# Activity
Your answer is the lines below, exactly, from the one that contains "Target: distant hill" through the one that contains "column 90, row 118", both included.

# Records shown

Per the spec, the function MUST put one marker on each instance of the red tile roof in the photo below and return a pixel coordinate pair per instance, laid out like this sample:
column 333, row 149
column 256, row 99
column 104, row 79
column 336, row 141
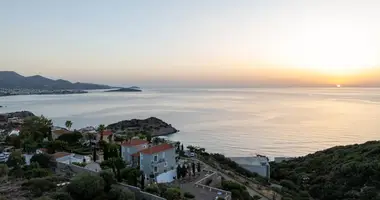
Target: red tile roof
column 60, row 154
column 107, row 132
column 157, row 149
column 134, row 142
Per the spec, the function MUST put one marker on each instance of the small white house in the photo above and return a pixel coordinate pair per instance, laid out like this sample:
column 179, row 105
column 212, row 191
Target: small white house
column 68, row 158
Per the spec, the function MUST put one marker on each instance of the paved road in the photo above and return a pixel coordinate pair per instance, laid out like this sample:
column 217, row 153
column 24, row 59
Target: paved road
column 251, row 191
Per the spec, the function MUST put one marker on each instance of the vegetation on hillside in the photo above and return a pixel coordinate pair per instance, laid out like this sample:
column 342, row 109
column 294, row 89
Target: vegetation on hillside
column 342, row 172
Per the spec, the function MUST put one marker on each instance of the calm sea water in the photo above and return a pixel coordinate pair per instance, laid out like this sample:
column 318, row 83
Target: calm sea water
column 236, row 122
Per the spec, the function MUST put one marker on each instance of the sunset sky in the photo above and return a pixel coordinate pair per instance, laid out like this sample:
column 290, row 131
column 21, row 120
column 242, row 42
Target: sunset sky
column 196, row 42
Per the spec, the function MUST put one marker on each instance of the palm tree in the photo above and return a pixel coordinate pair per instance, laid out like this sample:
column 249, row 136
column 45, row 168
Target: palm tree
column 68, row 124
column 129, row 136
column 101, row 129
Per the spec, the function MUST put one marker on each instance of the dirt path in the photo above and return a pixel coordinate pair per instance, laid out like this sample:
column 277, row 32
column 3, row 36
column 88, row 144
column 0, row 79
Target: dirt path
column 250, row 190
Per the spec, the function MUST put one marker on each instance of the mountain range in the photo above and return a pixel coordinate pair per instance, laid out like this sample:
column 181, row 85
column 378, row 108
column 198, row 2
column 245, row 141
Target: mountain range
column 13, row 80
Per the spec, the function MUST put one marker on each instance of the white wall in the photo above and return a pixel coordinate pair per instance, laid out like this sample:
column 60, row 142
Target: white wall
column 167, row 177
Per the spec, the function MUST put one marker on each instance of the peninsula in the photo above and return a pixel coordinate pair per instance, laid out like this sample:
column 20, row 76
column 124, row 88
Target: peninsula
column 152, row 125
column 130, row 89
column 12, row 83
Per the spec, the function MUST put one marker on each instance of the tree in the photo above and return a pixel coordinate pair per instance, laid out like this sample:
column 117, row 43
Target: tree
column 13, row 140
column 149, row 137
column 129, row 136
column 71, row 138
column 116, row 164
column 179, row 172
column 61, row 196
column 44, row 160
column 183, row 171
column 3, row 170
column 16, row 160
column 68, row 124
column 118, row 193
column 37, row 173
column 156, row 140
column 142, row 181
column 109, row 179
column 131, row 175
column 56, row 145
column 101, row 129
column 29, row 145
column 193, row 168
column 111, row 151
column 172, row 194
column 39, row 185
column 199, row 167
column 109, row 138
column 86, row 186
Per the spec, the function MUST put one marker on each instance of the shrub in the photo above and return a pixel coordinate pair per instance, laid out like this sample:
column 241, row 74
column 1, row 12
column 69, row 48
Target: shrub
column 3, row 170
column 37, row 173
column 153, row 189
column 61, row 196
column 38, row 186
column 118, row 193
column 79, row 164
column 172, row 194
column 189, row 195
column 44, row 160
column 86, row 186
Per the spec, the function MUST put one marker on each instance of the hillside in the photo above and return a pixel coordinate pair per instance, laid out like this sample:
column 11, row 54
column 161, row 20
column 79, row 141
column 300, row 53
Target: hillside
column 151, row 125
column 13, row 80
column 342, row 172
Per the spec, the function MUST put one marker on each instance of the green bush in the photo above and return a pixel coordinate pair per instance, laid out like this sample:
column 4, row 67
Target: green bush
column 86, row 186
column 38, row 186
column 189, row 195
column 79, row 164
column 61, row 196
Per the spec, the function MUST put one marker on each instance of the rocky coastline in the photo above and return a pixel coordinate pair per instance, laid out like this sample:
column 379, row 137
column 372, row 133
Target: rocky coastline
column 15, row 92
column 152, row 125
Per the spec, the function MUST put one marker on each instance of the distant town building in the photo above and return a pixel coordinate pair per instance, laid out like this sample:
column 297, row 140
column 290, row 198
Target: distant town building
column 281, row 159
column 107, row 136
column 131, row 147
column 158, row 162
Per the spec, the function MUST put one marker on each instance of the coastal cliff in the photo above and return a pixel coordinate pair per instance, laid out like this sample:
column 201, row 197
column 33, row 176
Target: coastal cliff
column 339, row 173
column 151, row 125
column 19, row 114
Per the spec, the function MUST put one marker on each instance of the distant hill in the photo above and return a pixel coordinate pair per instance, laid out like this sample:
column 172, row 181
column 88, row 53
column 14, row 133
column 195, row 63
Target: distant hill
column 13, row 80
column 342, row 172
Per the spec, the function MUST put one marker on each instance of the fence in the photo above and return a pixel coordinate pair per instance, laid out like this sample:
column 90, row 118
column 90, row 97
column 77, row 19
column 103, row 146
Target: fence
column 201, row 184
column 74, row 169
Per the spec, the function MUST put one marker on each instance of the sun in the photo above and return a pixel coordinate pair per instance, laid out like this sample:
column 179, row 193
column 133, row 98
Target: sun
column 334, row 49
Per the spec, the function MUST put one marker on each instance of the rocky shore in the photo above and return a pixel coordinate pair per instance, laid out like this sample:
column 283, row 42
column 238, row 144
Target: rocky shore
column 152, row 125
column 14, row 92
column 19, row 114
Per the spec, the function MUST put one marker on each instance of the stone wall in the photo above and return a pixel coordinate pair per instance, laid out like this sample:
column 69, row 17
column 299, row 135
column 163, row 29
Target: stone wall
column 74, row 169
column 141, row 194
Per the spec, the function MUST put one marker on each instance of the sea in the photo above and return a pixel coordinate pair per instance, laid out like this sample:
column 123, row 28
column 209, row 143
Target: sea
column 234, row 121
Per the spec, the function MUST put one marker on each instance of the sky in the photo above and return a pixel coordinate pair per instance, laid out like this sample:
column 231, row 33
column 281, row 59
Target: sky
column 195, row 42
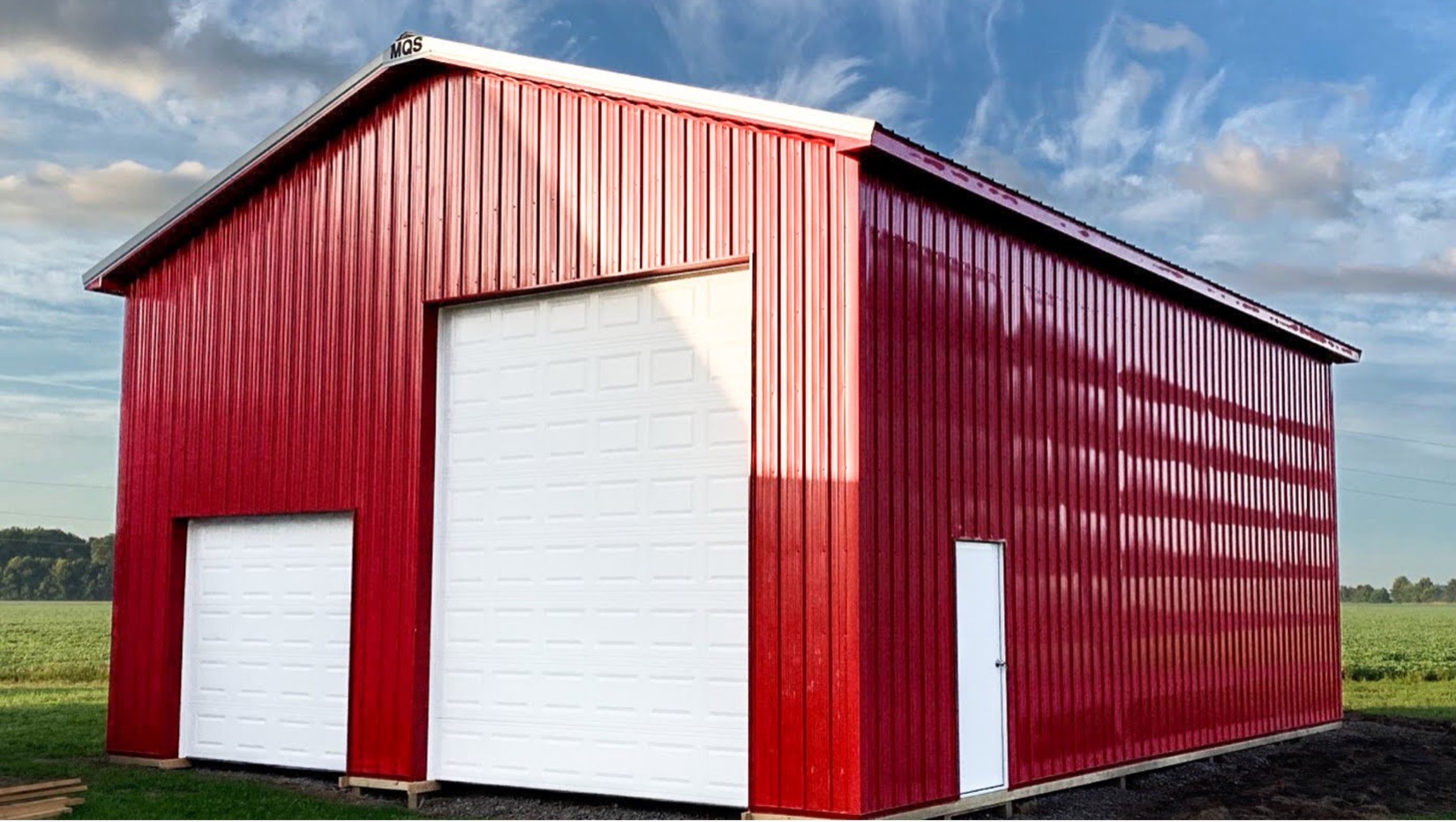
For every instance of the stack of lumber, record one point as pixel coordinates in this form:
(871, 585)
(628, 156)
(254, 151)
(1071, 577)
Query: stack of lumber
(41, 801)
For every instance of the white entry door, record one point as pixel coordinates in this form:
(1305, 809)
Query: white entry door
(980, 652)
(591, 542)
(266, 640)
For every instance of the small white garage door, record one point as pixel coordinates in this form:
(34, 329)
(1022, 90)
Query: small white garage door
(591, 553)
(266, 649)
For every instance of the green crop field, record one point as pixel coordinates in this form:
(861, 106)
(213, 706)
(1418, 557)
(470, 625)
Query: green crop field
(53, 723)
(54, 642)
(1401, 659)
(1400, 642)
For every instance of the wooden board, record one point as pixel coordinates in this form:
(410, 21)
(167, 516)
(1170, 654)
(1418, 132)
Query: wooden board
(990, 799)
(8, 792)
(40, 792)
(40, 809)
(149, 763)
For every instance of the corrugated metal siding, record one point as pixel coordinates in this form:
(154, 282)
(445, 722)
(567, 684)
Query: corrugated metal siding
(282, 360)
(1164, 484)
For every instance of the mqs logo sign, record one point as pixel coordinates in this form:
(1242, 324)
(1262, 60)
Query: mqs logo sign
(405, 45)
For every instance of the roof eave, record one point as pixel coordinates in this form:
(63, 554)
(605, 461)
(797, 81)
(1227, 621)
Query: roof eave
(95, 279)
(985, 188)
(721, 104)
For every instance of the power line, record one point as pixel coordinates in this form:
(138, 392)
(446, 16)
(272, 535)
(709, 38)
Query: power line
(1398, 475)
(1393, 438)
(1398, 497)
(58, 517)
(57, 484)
---
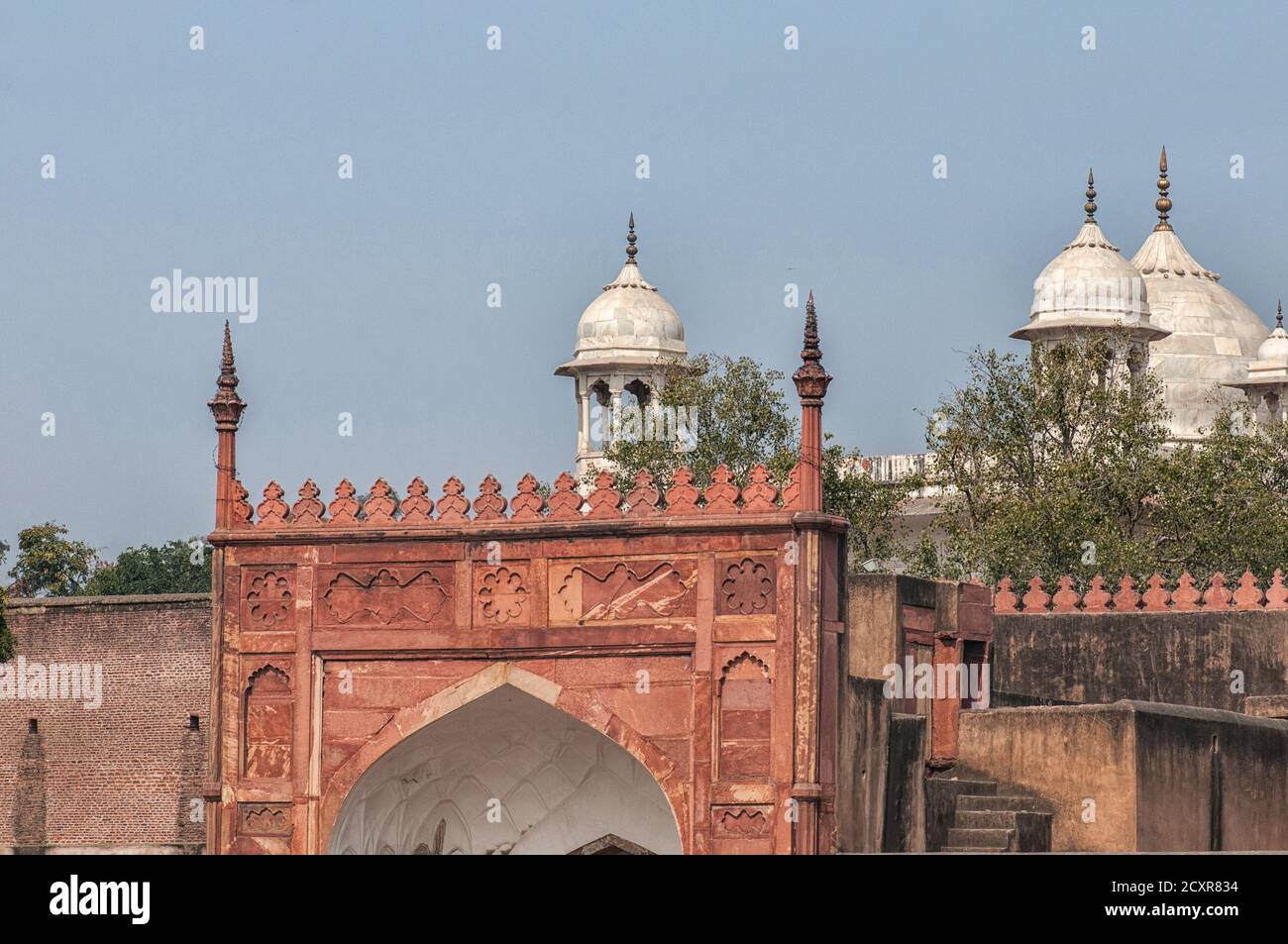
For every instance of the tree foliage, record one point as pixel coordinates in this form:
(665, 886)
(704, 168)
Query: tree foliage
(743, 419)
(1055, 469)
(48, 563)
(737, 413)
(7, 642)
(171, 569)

# Reply to the exercise
Target: distant hill
column 13, row 80
column 342, row 172
Per the spec, the function MUST put one marker on each instance of the fence in the photo above and return a pixel coordinate pair per instance, laid out like this sample:
column 90, row 118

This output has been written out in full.